= TEXT SHOWN =
☆ ☆ ☆ ☆

There is no specific date given in the story itself, but the Partial Time Line places it in Standard Year 1390, a few years after Conflict of Honors. This invites speculation about whether Shan would have so readily come to the aid of a Clanless and cast-out person if he hadn’t already had the experience of getting to know the comparably-situated Priscilla. On the whole, I’m inclined to think he would have; Nova remarks in Conflict of Honors that his championing of Priscilla is only the most recent example of an established tendency to pick up stray puppies, and the fact that he’s immediately aware that Ren Zel’s casting-out was no reflection of Ren Zel himself (“politics, not balance”, as Mr dea’Gauss said of Priscilla) would tend to make his attitude toward it less respectful. (And while there are some Liadens who might comfortably treat with an outcast Terran and still feel obliged to shun an outcast Liaden, I don’t think Shan is one who privileges Liaden custom that way.)

On the other hand, the fact that Shan is carrying a single-button-press “crewmember down” emergency signal just might be a result of how many times Priscilla could have used such a thing during her first tour on the Passage.

I like the detail of the medic’s reaction to Shan finding a way through the Code to allow Ren Zel to be treated. Even though he was being Liaden-stoic about it a moment earlier, it can’t have been easy for him to have a man bleeding to death at his feet and not be able to do anything about it.

It only occurred to me on this most recent re-reading that when Delm Obrelt argues for Ren Zel keeping his license on the grounds that it balances Elsu being permitted to keep hers, he’s not just using a technicality in Ren Zel’s favour: he’s taking a veiled poke at Jabun, by alluding to the fact that Ren Zel faces death only because Jabun shielded his daughter from being convicted of misconduct that would have resulted in her losing her license if she’d lived.

Conflict of Honors – Chapter 48

Shipyear 65
Tripday 182
Second Shift
8.30 hours

In which Priscilla is welcomed home.

There’s a moment in “Moonphase” where Priscilla stands in front of the Temple and speaks her name, and the reaction she gets (or doesn’t get) drives home to her the fact that she is no longer Priscilla Mendoza, Maiden of the Circle. The moment in this chapter where she stands in front of the mirror and speaks her name, and adjusts her self-image to accept the person she is now instead of defining herself by the person she was, feels like a bookend, or the far end of a period of transition.

I wonder where Lina did get the clothes she gives Priscilla. If they’re handmade to specification, it’s unlikely that they were ordered and made in the time Priscilla’s been asleep. It was mentioned earlier that she was head of her Line, so she’d have clothes of that kind for her own use, but would they fit Priscilla?

Conflict of Honors – Chapter 19

Shipyear 65
Tripday 143
Third Shift
16.00 hours

In which Shan has some explanations.

This is a significant turning point for Shan and Priscilla, with Shan finally explaining what’s going on and the two of them agreeing on a future course of action.

We get another mention of that elusive person, Anne’s brother Richard, and perhaps the most extensive account of him, in Shan’s description of his conflation of Liadens with elves. Shan doesn’t say why Richard picked on Val Con for the role of “king of Elfland”, but presumably it’s because he had heard some account of the Contract which once prompted Anne to accuse Val Con’s father of being King of Liad. In which case, I’m pretty sure this is the first intimation, in published order, of the existence of the Contract.

Conflict of Honors – Chapter 15

Shipyear 65
Tripday 143
First Shift
2.00 hours

In which Gordy and Priscilla have both done very well.

Gordy’s grandfather is in the running for being one of the most prominent and influential characters never to appear in the Liaden series. He’s mentioned several times in this book, and was mentioned several times in Local Custom, and will be mentioned in at least one short story that would arguably be very different without his involvement in the backstory, but he never makes a direct appearance.

☆ ☆ ☆ ☆

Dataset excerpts
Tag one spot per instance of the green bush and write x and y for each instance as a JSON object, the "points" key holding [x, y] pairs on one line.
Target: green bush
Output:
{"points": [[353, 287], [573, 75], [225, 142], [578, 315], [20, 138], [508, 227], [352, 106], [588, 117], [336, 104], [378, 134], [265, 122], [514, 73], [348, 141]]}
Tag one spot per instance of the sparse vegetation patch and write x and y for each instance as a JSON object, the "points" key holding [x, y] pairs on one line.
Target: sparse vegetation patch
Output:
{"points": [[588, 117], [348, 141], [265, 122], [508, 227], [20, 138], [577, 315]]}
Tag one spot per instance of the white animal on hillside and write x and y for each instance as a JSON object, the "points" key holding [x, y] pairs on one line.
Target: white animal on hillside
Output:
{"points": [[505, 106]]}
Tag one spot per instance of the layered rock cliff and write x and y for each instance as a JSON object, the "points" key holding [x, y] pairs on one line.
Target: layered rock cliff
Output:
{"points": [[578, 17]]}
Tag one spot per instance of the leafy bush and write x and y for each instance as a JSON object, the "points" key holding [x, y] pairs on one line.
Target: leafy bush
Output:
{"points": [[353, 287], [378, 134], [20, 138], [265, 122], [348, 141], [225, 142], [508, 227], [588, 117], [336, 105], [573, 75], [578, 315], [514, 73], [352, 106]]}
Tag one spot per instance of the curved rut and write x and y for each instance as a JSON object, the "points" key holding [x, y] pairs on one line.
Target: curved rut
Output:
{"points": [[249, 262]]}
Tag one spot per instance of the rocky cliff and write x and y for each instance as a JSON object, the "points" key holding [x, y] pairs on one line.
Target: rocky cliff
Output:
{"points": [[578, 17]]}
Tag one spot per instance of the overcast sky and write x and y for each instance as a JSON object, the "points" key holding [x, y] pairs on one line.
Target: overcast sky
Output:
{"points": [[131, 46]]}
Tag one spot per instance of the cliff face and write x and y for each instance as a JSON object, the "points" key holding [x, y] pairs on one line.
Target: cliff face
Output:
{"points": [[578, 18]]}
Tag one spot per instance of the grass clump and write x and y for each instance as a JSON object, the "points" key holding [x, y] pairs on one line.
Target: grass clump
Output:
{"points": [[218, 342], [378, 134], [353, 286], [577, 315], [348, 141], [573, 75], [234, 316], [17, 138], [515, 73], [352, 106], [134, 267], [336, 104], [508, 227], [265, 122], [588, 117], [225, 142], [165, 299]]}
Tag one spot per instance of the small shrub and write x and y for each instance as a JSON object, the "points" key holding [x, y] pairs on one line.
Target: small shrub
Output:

☆ ☆ ☆ ☆

= ACTIVITY LIST =
(A) Please copy the commentary word for word, starting with "It only occurred" and going on through "if she’d lived.".
(B) Answer these questions from the commentary, one answer a line:
(i) In which Standard Year does the Partial Time Line place the story?
(ii) In Chapter 48, what does Priscilla stand in front of when she speaks her name?
(iii) Whose brother is Richard?

= TASK RESULTS =
(A)
It only occurred to me on this most recent re-reading that when Delm Obrelt argues for Ren Zel keeping his license on the grounds that it balances Elsu being permitted to keep hers, he’s not just using a technicality in Ren Zel’s favour: he’s taking a veiled poke at Jabun, by alluding to the fact that Ren Zel faces death only because Jabun shielded his daughter from being convicted of misconduct that would have resulted in her losing her license if she’d lived.

(B)
(i) Standard Year 1390
(ii) The mirror
(iii) Anne's